**Data:**
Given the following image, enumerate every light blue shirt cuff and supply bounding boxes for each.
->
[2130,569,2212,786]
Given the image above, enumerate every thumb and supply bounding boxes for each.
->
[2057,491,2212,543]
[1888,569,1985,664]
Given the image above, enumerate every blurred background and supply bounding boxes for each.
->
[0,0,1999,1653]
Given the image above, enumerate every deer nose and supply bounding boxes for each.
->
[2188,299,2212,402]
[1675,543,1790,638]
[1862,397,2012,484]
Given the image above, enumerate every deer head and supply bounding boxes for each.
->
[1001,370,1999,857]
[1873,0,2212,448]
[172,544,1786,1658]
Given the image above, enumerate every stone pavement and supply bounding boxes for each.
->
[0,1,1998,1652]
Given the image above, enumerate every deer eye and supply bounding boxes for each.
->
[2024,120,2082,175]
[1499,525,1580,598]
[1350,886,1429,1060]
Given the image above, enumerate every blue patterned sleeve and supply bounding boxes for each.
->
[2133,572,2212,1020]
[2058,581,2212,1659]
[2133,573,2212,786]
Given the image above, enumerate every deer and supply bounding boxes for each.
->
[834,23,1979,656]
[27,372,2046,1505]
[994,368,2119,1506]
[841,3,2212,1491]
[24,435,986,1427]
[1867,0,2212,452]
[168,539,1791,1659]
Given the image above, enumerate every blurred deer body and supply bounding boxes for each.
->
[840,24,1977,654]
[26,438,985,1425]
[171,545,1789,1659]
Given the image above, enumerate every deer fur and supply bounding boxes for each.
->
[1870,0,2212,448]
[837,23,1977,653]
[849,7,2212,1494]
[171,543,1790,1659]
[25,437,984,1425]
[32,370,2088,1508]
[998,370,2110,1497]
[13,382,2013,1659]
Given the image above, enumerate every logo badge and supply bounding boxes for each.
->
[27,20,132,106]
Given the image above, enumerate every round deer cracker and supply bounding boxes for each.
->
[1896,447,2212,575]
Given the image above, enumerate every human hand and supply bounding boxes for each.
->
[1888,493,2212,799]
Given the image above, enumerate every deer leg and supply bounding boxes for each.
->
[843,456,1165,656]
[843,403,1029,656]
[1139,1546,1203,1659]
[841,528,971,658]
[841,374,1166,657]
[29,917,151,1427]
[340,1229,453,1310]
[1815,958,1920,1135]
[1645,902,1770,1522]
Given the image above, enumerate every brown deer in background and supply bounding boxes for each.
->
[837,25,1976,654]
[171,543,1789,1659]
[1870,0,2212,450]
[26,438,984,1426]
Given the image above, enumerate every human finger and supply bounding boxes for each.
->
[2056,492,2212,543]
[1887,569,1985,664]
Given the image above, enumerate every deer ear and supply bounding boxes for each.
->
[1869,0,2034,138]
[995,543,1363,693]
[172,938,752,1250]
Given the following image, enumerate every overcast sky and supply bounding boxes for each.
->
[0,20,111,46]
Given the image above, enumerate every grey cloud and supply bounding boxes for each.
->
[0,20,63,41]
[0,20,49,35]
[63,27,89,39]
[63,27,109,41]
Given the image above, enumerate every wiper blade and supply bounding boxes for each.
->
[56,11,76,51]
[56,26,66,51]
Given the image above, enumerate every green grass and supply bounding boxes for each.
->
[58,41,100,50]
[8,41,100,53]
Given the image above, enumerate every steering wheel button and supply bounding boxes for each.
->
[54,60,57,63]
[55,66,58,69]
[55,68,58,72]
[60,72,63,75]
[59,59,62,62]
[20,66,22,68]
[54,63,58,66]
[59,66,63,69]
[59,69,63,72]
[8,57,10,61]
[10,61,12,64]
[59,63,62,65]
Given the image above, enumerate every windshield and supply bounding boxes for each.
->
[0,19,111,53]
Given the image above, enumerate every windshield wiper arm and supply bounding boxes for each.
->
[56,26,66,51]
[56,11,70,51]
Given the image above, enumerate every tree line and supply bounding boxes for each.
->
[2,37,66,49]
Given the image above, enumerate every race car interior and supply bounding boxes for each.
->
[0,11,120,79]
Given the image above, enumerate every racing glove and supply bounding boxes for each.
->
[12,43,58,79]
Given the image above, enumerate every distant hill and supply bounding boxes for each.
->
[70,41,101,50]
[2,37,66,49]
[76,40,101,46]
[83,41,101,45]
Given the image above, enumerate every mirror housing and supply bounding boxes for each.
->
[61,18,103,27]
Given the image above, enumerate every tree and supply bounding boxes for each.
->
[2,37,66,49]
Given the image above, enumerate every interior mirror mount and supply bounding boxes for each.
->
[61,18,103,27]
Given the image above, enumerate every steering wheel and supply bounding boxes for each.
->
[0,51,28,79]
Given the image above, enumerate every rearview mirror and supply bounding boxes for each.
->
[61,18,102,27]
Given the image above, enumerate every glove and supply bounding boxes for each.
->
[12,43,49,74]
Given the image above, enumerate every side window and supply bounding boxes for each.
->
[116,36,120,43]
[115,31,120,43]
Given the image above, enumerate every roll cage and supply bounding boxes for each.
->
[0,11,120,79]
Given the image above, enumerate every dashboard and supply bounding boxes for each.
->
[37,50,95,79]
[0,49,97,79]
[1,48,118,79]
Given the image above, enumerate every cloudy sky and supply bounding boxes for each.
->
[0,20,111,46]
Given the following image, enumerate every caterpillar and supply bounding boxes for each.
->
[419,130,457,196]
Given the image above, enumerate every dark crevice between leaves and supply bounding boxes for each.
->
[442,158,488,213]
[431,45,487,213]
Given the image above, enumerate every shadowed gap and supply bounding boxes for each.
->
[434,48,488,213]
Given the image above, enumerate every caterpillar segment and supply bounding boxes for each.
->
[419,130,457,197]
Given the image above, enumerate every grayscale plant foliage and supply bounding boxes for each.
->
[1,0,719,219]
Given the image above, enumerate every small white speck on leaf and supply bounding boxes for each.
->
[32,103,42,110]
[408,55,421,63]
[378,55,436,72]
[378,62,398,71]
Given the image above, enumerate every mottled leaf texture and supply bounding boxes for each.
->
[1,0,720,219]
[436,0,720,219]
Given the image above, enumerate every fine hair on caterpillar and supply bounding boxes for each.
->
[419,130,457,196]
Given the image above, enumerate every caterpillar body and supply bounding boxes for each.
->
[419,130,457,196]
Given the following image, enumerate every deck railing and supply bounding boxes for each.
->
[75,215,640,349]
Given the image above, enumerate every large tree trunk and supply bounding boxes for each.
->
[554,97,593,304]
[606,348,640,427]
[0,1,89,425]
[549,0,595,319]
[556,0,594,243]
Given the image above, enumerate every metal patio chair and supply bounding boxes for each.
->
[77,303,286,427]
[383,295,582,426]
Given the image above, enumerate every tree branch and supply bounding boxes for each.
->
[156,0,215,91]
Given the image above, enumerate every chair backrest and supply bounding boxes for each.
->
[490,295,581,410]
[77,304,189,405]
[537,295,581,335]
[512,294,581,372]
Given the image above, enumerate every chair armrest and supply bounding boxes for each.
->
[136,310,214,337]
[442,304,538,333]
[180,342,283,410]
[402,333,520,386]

**Instructions for the task:** The range runs from the line with "Given the image above, enumerate every green" up to and including the line with "Given the image above, enumerate every steering wheel button" in the listing above; please write out exactly those lines and nothing more.

**Your response:**
Given the image above, enumerate every green grass and supply bounding boxes for each.
->
[58,41,100,50]
[8,41,100,53]
Given the image above, enumerate every steering wheel button and supply bounding boxes for each.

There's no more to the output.